Instructions to follow =
Reprint every line of the data, keeping each character intact.

The data =
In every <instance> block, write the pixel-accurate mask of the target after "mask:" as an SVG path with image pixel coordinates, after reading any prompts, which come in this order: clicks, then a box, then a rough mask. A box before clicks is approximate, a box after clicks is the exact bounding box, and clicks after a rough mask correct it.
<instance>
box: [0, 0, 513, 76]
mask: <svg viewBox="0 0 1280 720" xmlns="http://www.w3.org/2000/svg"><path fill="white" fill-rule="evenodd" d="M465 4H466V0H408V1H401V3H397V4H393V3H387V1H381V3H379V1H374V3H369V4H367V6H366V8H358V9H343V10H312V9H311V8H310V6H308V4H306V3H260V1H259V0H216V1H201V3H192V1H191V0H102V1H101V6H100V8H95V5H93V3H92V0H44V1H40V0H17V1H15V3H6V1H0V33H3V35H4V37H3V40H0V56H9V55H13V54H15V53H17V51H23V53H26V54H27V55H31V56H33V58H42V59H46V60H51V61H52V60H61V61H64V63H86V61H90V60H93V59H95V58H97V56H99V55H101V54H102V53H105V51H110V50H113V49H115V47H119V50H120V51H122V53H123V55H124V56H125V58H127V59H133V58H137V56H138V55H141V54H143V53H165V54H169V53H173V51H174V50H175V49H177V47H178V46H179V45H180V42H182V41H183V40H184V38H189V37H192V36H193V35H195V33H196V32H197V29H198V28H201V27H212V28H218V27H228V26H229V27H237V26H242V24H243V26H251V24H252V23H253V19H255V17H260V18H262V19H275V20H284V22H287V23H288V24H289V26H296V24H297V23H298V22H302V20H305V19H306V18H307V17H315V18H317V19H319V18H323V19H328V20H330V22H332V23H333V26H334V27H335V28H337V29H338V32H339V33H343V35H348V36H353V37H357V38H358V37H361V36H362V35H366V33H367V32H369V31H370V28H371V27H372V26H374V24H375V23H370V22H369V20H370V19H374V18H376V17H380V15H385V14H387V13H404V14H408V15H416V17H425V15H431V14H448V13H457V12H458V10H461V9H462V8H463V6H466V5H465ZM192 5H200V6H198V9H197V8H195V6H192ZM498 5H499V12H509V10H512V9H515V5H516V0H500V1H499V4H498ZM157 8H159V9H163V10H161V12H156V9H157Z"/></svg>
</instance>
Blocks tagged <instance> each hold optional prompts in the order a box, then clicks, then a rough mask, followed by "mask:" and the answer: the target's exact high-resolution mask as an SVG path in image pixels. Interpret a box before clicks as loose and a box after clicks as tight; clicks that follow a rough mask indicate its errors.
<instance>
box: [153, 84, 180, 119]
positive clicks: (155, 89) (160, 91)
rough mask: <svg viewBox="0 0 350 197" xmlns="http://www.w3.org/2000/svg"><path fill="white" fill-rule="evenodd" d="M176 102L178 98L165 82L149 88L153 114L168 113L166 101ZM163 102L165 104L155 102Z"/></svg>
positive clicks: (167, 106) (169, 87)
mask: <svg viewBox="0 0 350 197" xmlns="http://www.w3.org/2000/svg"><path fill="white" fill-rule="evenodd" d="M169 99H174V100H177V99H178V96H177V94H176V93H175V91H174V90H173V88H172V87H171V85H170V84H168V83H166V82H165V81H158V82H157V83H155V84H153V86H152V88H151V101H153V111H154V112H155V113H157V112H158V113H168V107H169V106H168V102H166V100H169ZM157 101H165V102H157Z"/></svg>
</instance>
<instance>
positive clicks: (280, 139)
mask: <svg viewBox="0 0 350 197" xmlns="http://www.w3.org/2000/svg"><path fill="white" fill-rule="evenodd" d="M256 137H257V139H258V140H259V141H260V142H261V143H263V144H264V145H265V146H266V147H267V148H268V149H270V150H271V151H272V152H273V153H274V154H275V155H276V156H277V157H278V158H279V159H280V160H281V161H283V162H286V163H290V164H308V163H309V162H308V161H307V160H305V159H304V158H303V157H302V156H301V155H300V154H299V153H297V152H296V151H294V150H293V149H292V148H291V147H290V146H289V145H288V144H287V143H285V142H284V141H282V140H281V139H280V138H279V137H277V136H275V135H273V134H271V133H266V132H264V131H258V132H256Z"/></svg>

Task result =
In every <instance> block, write the pixel-accurate mask of the target after "mask:" as an SVG path with image pixel coordinates, after reading any prompts, which come in this order: clicks, then a box, then a rough mask. A box before clicks is approximate, a box after clicks is the exact bounding box, and clicks after a rough mask correct it.
<instance>
box: [0, 0, 513, 76]
mask: <svg viewBox="0 0 1280 720" xmlns="http://www.w3.org/2000/svg"><path fill="white" fill-rule="evenodd" d="M465 4H466V0H408V1H401V3H397V4H393V3H387V1H381V3H379V1H374V3H369V4H367V6H366V8H358V9H343V10H312V9H311V8H310V6H308V4H306V3H260V1H259V0H216V1H201V3H192V1H191V0H102V1H101V6H100V8H95V5H93V3H92V0H44V1H40V0H17V1H15V3H6V1H0V33H3V35H4V37H3V40H0V56H9V55H13V54H15V53H17V51H23V53H26V54H27V55H31V56H33V58H42V59H46V60H51V61H52V60H61V61H64V63H86V61H90V60H93V59H95V58H97V56H99V55H101V54H102V53H105V51H110V50H113V49H115V47H119V50H120V51H122V53H123V55H124V56H125V58H127V59H133V58H137V56H138V55H141V54H143V53H165V54H169V53H173V51H174V50H175V49H177V47H178V46H179V45H180V42H182V41H183V40H184V38H189V37H192V36H193V35H195V33H196V32H197V29H198V28H201V27H212V28H218V27H228V26H229V27H237V26H242V24H243V26H251V24H252V23H253V19H255V17H260V18H262V19H275V20H284V22H287V23H288V24H289V26H296V24H297V23H298V22H302V20H305V19H306V18H307V17H315V18H317V19H319V18H323V19H328V20H330V22H332V23H333V26H334V27H335V28H337V29H338V32H339V33H343V35H348V36H353V37H357V38H358V37H361V36H362V35H366V33H367V32H369V31H370V28H371V27H372V26H374V24H375V23H370V22H369V20H370V19H374V18H376V17H380V15H385V14H387V13H404V14H408V15H416V17H425V15H431V14H448V13H457V12H458V10H461V9H462V8H463V6H466V5H465ZM192 5H200V6H198V9H197V8H195V6H192ZM498 5H499V12H509V10H512V9H515V5H516V0H500V1H499V4H498ZM157 8H159V9H163V10H161V12H156V9H157Z"/></svg>
</instance>
Blocks tagged <instance> each hold optional prompts in the order a box, then clicks, then a rough mask, followed by "mask:" and the answer: the target's exact high-resolution mask as an SVG path in image pixels. Interpret a box before clicks as loose and a box after clicks as tight; clicks that follow a rough mask indicate its errors.
<instance>
box: [153, 84, 180, 119]
positive clicks: (155, 89) (160, 91)
rough mask: <svg viewBox="0 0 350 197" xmlns="http://www.w3.org/2000/svg"><path fill="white" fill-rule="evenodd" d="M176 102L178 98L165 82L149 88L153 114L168 113L166 101ZM163 102L165 104L155 102Z"/></svg>
positive clicks: (167, 106) (169, 87)
mask: <svg viewBox="0 0 350 197" xmlns="http://www.w3.org/2000/svg"><path fill="white" fill-rule="evenodd" d="M169 99H174V100H177V99H178V96H177V94H176V93H175V91H174V90H173V88H172V87H171V85H170V84H168V83H166V82H165V81H158V82H157V83H155V84H153V86H152V88H151V101H153V111H154V112H155V113H157V112H158V113H168V107H169V106H168V102H166V100H169ZM157 101H165V102H157Z"/></svg>
</instance>
<instance>
positive clicks: (280, 139)
mask: <svg viewBox="0 0 350 197" xmlns="http://www.w3.org/2000/svg"><path fill="white" fill-rule="evenodd" d="M256 137H257V139H258V140H259V141H260V142H261V143H263V144H264V145H265V146H266V147H267V148H268V149H270V150H271V151H272V152H273V153H274V154H275V155H276V156H277V157H278V158H279V159H280V160H281V161H283V162H286V163H290V164H308V163H309V162H308V161H307V160H305V159H304V158H303V157H302V156H301V155H300V154H299V153H297V152H296V151H294V150H293V149H292V148H291V147H290V146H289V145H288V144H287V143H285V142H284V141H282V140H281V139H280V138H279V137H277V136H275V135H273V134H271V133H266V132H264V131H258V132H256Z"/></svg>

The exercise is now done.